Goal of the exercise: Retype the tail of the data exactly, starting at the line containing "If you would be willing to indicate the parked" and stopping at the last line.

Listing:

────────────────────────────────────────

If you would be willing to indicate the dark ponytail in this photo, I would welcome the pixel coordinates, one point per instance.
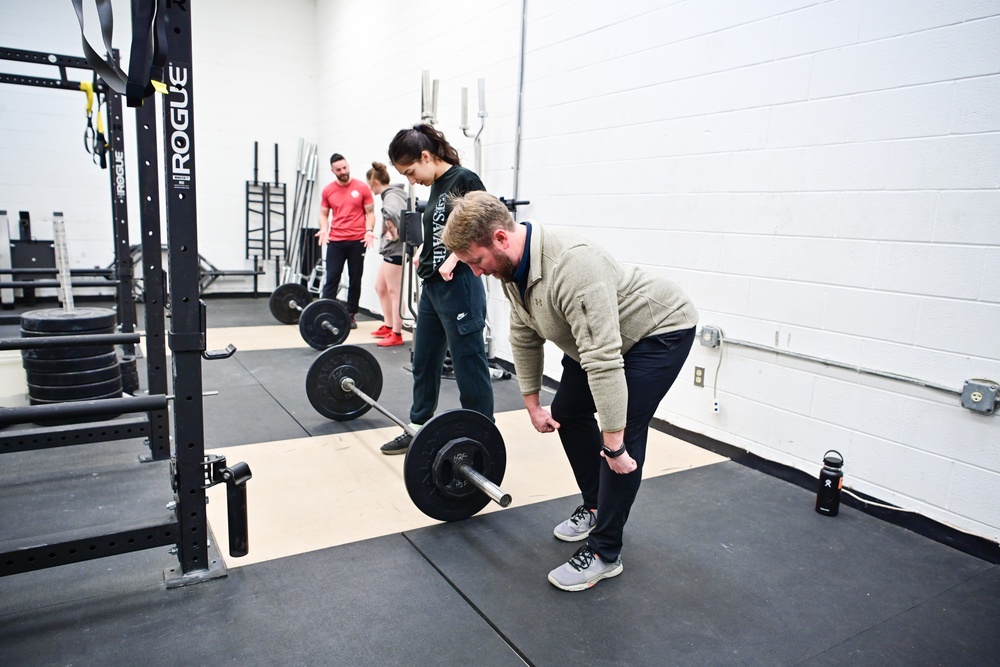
(407, 145)
(378, 172)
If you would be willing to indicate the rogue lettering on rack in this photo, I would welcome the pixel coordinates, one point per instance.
(180, 140)
(120, 175)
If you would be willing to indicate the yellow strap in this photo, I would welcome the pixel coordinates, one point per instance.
(88, 88)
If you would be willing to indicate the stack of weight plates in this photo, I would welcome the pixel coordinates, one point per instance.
(73, 372)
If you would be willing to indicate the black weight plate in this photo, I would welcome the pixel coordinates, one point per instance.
(324, 382)
(57, 320)
(419, 466)
(90, 362)
(82, 392)
(324, 323)
(69, 352)
(70, 379)
(282, 299)
(27, 333)
(43, 401)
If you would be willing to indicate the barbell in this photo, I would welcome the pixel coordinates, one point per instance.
(455, 461)
(287, 301)
(322, 323)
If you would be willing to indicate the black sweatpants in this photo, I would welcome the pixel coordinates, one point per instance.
(651, 367)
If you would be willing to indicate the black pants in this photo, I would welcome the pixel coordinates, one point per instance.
(651, 367)
(451, 316)
(338, 252)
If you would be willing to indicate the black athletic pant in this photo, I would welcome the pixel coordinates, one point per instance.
(651, 367)
(338, 252)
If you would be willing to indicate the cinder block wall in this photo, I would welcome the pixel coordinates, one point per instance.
(822, 179)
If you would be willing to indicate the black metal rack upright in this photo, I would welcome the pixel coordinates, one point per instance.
(191, 471)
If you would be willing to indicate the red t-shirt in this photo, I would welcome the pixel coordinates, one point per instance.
(348, 205)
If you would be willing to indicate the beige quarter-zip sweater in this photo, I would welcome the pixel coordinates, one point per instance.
(594, 309)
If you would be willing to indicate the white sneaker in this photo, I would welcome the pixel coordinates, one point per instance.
(584, 570)
(577, 527)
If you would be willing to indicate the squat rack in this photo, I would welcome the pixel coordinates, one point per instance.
(157, 432)
(191, 471)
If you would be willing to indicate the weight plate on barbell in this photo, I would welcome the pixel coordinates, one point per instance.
(423, 469)
(67, 353)
(324, 382)
(74, 378)
(94, 360)
(324, 323)
(54, 321)
(284, 300)
(81, 392)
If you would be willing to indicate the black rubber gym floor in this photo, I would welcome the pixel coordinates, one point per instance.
(724, 565)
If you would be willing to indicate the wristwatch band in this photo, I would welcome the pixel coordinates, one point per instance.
(613, 453)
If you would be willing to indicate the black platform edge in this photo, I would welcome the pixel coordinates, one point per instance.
(921, 525)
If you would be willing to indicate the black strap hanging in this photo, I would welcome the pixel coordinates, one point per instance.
(148, 50)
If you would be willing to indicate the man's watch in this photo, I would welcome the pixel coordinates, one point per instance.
(613, 453)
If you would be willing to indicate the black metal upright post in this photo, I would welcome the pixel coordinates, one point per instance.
(153, 276)
(119, 211)
(187, 311)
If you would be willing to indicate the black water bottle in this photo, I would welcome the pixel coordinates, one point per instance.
(831, 480)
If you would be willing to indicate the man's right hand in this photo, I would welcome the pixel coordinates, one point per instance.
(542, 420)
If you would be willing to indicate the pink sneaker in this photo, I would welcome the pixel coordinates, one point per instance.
(392, 340)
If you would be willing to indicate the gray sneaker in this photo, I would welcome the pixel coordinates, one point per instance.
(577, 527)
(397, 445)
(584, 570)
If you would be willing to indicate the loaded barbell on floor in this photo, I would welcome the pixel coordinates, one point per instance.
(322, 323)
(287, 302)
(455, 461)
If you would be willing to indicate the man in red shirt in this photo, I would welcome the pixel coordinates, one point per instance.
(348, 234)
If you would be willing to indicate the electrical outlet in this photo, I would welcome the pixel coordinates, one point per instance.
(710, 336)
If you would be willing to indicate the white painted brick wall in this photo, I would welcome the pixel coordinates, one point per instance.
(832, 170)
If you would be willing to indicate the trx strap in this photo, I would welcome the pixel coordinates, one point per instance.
(148, 50)
(94, 141)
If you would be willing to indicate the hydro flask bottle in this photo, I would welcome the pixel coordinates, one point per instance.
(831, 480)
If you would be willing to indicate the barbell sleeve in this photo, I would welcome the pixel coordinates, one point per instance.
(494, 492)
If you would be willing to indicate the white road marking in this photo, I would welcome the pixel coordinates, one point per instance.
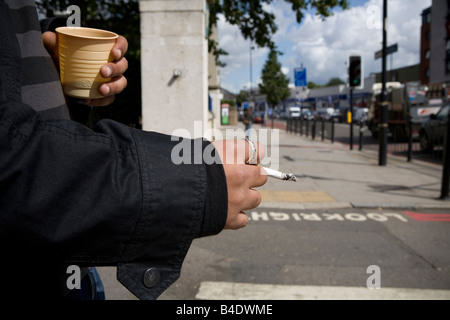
(211, 290)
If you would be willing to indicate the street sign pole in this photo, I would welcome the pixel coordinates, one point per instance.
(351, 118)
(383, 125)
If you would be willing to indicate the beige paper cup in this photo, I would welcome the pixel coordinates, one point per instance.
(82, 52)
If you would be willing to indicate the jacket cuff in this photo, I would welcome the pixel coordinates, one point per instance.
(181, 201)
(216, 204)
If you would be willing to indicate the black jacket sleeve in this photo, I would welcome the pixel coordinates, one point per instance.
(112, 196)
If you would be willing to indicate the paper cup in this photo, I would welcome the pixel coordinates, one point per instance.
(82, 52)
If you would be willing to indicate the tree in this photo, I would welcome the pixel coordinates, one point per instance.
(334, 82)
(123, 17)
(275, 85)
(257, 23)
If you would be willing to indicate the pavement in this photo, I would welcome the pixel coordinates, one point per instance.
(330, 175)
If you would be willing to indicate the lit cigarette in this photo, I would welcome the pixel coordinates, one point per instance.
(280, 175)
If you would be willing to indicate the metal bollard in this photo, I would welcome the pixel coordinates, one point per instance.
(446, 165)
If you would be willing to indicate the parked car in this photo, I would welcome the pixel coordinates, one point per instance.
(434, 130)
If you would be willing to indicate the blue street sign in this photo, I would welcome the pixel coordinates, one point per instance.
(300, 77)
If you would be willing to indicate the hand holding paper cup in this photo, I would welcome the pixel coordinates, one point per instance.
(82, 52)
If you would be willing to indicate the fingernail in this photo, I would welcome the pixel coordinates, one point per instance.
(107, 71)
(106, 90)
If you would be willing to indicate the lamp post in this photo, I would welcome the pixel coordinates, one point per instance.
(383, 125)
(251, 73)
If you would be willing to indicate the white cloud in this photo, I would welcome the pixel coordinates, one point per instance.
(323, 46)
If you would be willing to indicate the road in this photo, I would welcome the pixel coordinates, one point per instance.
(308, 254)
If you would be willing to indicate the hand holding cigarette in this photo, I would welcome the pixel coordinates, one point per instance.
(270, 172)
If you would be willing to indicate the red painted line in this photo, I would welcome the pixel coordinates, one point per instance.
(428, 216)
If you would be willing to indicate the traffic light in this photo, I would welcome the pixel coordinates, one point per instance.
(355, 71)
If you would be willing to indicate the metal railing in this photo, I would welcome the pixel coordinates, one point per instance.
(433, 145)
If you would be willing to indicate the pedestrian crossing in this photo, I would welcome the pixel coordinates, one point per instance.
(212, 290)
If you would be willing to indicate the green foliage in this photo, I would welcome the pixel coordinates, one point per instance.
(232, 103)
(275, 85)
(258, 24)
(122, 17)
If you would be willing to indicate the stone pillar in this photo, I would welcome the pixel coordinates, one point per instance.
(174, 58)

────────────────────────────────────────

Reply:
If you would be willing to indicate the parked car in this photo, I would welcome the pixel coordinates, one point per instance.
(434, 130)
If you would be willing to indicate the blue street sign in this photo, I would welcome the pixel coordinates, one point per instance.
(300, 77)
If you would be willing to indicate the hand holding paper cup in this photo, I would welcome the pixel coordinates, one point per instance.
(82, 52)
If you would be willing to indicate the fingernail in this photo, I would welcome the pixel coordinates, one point per instance.
(107, 71)
(106, 90)
If you would be willing to indicate the lamp post in this photo, I would welcome the pixel coordinates, one point per instance.
(383, 125)
(251, 73)
If you would be willing to indicate the white cloud in this photo, I would welcome the pixel coordinates, one point per instance.
(323, 46)
If you would be willing to indicate the road in this photo, I would welcome the pixel coordinates, one point per instance.
(308, 254)
If you would be willing to indicate the hand holding cigarette in this photo, I would welcome the pixel coordinates, one point per instance.
(270, 172)
If you would be willing to indicate the red painted line in this photo, I would welcome the pixel coordinates, one point per instance.
(428, 216)
If you would be willing to indicate the traffic light in this photo, I would welcome the pixel coordinates, one point per instance.
(355, 71)
If you would be willing to indicate the metal railing in this photo, I would welcome the pixel coordinates, one point per instance.
(433, 145)
If you would be willing to indicate the pedestrian crossing in this photo, I would welcome the pixel coordinates, one point per instance.
(212, 290)
If you would be willing to indicate the green foliage in this photo, I would welcome the pixel coordinates, one point per instance.
(232, 103)
(275, 85)
(258, 24)
(122, 17)
If you would be willing to indicate the stone pillar in this photo, I would welcome the pixel coordinates, one point per instance.
(174, 58)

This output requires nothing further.